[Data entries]

══════════

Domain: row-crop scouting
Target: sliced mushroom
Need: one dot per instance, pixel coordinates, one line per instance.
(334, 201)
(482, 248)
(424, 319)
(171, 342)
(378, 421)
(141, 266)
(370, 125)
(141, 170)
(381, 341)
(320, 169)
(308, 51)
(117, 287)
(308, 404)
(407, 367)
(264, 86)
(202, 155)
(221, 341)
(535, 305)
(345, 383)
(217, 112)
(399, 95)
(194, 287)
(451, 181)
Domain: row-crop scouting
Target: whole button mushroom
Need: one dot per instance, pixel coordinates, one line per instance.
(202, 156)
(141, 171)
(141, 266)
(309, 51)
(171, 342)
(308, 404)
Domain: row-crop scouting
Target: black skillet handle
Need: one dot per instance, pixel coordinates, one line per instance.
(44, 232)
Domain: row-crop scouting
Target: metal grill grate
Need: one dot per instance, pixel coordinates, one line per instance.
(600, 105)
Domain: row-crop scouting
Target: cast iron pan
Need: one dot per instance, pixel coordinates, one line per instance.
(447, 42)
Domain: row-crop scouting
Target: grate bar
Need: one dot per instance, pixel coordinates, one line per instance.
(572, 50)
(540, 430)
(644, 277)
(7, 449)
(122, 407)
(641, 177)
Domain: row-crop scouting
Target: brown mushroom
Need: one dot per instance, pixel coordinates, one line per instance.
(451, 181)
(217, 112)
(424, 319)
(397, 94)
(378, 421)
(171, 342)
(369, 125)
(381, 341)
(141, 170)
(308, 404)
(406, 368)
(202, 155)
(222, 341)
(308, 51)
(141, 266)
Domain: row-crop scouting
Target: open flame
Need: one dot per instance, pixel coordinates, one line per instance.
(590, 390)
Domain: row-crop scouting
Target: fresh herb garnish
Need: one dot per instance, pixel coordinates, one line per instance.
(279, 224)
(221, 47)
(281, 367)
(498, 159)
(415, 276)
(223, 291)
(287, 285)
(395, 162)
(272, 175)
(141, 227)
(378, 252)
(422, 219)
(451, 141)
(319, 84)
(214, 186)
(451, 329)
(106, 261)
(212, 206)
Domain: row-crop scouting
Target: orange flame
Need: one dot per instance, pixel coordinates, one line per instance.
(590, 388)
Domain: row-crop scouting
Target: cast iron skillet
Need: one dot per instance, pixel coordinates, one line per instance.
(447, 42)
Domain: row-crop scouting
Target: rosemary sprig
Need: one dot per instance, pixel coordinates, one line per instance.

══════════

*Assignment*: Without omitting any record, transcribe the data exactly.

*Result below*:
Domain: row-crop scouting
Target: sliced mushroom
Need: one dot per instance, pixel coordinates, one line per instance.
(334, 201)
(482, 248)
(424, 319)
(171, 342)
(378, 421)
(141, 266)
(370, 125)
(141, 170)
(381, 341)
(320, 169)
(308, 51)
(117, 287)
(308, 404)
(407, 367)
(264, 86)
(202, 155)
(221, 341)
(535, 305)
(345, 383)
(217, 112)
(399, 95)
(194, 287)
(451, 181)
Domain: row-crop scouting
Target: whole button mushroom
Need: one dot per instance, pixel coordinates, one line per instance.
(202, 156)
(141, 171)
(141, 266)
(309, 51)
(171, 342)
(308, 404)
Domain: row-crop scouting
Target: black skillet handle
Need: one dot per instance, pixel coordinates, one line per instance.
(44, 232)
Domain: row-crop scouting
Target: metal grill grate
Need: one dot per instance, pixel coordinates, one line per instance.
(600, 105)
Domain: row-crop scouting
Target: cast iron pan
Need: one dot per instance, pixel coordinates, one line per instance.
(447, 42)
Domain: row-crop scouting
Target: grate bar
Need: one dot per instance, pixel coordinates, one line per instance.
(572, 50)
(540, 430)
(644, 277)
(7, 449)
(122, 407)
(641, 177)
Domain: row-crop scouting
Target: brown mushroom
Need: one dot per instance, pixel coordinates, one line per instance.
(451, 181)
(217, 112)
(424, 319)
(397, 94)
(378, 421)
(171, 342)
(369, 125)
(381, 341)
(141, 170)
(308, 404)
(406, 368)
(202, 155)
(222, 341)
(308, 51)
(141, 266)
Domain: row-crop scouting
Target: open flame
Need: one dot per instance, pixel coordinates, one line per instance.
(590, 390)
Domain: row-crop scouting
Target: fresh herb garnish
Need: one dot per instance, pixel coordinates, one line per instance.
(279, 224)
(221, 47)
(281, 367)
(498, 159)
(415, 276)
(223, 291)
(287, 285)
(395, 162)
(272, 175)
(141, 227)
(378, 252)
(422, 219)
(451, 141)
(319, 84)
(214, 186)
(451, 329)
(106, 261)
(212, 206)
Domain: row-crop scouting
Target: orange flame
Need: one dot per instance, pixel coordinates, one line per instance.
(590, 388)
Domain: row-crop scouting
Target: cast iron skillet
Need: one dot per instance, pixel coordinates, one line per instance.
(447, 42)
Domain: row-crop scouting
Target: rosemary sprig
Need: one dot per instance, pixel coordinates, one line per instance.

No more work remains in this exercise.